**Texto fuente**
══════

PRIMERA
PARTE
LA
IGLESIA Y LA VOCACION DEL HOMBRE
Hay que
responder a las mociones del Espíritu
11. El
Pueblo de Dios, movido por la fe, que le impulsa a creer que quien lo conduce es el
Espíritu del Señor, que llena el universo, procura discernir en los acontecimientos,
exigencias y deseos, de los cuales participa juntamente con sus contemporáneos, los
signos verdaderos de la presencia o de los planes de Dios. La fe todo lo ilumina con nueva
luz y manifiesta el plan divino sobre la entera vocación del hombre. Por ello orienta la
menta hacia soluciones plenamente humanas.

══════

Sigue escribiendo el texto sobre la Iglesia y la vocación del hombre a partir de su última frase.

══════

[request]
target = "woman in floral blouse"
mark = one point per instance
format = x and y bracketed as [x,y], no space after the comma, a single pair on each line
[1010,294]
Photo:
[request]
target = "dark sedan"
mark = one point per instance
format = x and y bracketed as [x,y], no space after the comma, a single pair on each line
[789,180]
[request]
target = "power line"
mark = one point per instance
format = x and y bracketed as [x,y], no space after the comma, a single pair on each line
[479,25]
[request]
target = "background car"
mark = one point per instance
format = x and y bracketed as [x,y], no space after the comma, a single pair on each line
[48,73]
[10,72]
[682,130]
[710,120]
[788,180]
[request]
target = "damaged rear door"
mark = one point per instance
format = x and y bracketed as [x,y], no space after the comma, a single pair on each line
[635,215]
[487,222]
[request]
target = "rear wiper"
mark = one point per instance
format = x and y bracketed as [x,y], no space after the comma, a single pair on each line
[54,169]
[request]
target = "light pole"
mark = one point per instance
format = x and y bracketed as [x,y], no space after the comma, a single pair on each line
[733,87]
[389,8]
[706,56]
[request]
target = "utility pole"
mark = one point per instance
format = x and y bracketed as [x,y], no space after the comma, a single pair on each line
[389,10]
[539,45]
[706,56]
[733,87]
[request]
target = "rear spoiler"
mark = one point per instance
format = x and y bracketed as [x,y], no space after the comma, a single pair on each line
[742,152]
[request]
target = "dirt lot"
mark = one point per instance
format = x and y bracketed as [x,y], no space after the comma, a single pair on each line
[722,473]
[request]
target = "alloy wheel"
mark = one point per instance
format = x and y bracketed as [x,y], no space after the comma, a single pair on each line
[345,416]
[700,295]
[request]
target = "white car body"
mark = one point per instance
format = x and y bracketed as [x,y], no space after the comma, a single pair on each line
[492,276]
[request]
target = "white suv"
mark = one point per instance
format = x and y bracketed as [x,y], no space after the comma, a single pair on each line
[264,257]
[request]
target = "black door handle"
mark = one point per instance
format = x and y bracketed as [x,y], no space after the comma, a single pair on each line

══════

**Resultado**
El
Concilio se propone, ante todo, juzgar bajo esta luz los valores que hoy disfrutan la
máxima consideración y enlazarlos de nuevo con su fuente divina. Estos valores, por
proceder de la inteligencia que Dios ha dado al hombre, poseen una bondad extraordinaria;
pero, a causa de la corrupción del corazón humano, sufren con frecuencia desviaciones
contrarias a su debida ordenación. Por ello necesitan purificación.
¿Qué
piensa del hombre la Iglesia? ¿Qué criterios fundamentales deben recomendarse para
levantar el edificio de la sociedad actual? ¿Qué sentido último tiene la acción humana
en el universo? He aquí las preguntas que aguardan respuesta. Esta hará ver con claridad
que el Pueblo de Dios y la humanidad, de la que aquél forma parte, se prestan mutuo
servicio, lo cual demuestra que la misión de la Iglesia es religiosa y, por lo mismo,
plenamente humana.
CAPITULO
I
LA
DIGNIDAD DE LA PERSONA HUMANA
El
hombre, imagen de Dios
12.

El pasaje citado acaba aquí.